Opdracht
Druk uit het paginafragment over slachtoffers van mensenhandel woord voor woord het stuk af tussen "In opdracht van" en "de cijfers geeft.", beide inbegrepen.

In opdracht van het ministerie van Justitie en Veiligheid heeft CoMensha de opdracht om de feiten over aard en omvang van (mogelijke) slachtoffers van mensenhandel in Nederland in beeld te brengen, onder andere ten behoeve van de Nationaal Rapporteur Mensenhandel en Seksueel Geweld tegen Kinderen en andere ketenpartners. Eind 2021 verschijnt de jaarlijkse slachtoffermonitor waarin de Nationaal Rapporteur Mensenhandel en Seksueel Geweld tegen Kinderen meer duiding van de cijfers geeft.

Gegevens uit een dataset
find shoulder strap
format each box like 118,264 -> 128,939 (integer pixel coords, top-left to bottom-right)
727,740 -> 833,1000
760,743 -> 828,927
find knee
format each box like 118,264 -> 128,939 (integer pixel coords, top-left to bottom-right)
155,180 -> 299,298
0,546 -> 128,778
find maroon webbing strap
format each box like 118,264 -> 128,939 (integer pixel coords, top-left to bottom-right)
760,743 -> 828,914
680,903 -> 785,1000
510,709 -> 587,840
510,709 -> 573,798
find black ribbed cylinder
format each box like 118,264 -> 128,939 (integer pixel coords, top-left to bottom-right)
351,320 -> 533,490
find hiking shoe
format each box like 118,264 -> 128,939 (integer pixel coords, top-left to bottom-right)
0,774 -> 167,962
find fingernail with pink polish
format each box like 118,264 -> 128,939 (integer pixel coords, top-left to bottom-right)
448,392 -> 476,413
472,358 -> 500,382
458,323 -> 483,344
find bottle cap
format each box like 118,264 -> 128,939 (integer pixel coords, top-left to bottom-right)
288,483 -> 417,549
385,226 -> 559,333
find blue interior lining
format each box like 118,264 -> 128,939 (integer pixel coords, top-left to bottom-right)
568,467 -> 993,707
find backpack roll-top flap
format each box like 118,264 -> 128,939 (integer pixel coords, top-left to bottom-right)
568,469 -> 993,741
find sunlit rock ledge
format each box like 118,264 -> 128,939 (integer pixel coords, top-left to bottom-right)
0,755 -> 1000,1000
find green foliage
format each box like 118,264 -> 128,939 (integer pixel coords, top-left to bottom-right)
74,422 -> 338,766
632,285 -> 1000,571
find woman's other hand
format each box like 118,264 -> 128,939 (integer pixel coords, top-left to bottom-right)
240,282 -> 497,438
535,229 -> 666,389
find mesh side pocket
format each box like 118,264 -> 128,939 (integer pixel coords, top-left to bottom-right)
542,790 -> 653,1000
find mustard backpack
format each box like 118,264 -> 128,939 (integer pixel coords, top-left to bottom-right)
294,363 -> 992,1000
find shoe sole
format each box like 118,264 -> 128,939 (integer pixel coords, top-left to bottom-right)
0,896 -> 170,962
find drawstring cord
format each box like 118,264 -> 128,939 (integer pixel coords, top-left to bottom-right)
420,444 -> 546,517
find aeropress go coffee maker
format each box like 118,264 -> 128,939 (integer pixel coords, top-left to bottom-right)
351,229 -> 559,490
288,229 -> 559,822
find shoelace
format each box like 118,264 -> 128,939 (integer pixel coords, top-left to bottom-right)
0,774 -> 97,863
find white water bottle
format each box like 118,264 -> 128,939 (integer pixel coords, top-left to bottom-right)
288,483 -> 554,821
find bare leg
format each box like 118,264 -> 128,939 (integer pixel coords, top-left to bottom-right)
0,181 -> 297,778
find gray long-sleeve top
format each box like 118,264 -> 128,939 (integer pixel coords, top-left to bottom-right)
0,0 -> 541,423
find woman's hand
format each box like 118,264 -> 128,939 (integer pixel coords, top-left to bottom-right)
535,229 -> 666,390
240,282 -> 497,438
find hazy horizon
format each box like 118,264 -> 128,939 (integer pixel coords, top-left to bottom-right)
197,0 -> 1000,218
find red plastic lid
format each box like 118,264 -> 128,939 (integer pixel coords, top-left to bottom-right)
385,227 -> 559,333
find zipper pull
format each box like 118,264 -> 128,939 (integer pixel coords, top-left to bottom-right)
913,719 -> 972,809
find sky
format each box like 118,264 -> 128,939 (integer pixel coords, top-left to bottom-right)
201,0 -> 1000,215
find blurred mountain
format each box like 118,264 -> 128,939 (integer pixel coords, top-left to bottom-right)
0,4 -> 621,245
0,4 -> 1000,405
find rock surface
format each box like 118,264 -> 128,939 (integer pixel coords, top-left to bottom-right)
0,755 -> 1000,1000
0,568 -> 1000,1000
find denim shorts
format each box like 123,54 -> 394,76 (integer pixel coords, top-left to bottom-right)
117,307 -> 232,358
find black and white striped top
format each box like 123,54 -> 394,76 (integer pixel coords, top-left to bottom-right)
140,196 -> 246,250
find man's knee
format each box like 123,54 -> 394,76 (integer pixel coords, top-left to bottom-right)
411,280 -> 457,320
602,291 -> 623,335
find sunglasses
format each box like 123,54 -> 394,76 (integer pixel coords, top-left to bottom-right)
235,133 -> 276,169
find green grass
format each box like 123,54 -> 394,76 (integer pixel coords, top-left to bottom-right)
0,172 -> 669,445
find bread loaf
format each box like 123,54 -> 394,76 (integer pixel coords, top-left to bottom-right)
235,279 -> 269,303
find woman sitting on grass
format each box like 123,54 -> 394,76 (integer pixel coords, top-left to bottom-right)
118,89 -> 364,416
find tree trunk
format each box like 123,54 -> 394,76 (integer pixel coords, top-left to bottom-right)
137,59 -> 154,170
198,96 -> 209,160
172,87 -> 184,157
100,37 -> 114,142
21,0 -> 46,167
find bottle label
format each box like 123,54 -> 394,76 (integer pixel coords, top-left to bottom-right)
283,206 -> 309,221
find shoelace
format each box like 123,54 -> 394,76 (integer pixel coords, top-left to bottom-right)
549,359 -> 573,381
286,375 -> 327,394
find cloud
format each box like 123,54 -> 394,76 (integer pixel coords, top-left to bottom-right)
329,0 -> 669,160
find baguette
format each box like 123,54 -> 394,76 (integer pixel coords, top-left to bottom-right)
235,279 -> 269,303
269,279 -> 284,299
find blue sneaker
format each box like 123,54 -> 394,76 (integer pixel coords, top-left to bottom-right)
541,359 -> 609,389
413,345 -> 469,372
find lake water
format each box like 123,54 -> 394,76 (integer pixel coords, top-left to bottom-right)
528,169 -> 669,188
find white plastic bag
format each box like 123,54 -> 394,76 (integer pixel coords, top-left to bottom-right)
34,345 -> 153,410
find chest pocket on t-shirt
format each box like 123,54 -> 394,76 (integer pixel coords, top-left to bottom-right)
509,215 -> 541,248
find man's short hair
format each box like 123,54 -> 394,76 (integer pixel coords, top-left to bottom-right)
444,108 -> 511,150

Uitwerking
In opdracht van het ministerie van Justitie en Veiligheid heeft CoMensha de opdracht om de feiten over aard en omvang van (mogelijke) slachtoffers van mensenhandel in Nederland in beeld te brengen, onder andere ten behoeve van de Nationaal Rapporteur Mensenhandel en Seksueel Geweld tegen Kinderen en andere ketenpartners. Eind 2021 verschijnt de jaarlijkse slachtoffermonitor waarin de Nationaal Rapporteur Mensenhandel en Seksueel Geweld tegen Kinderen meer duiding van de cijfers geeft.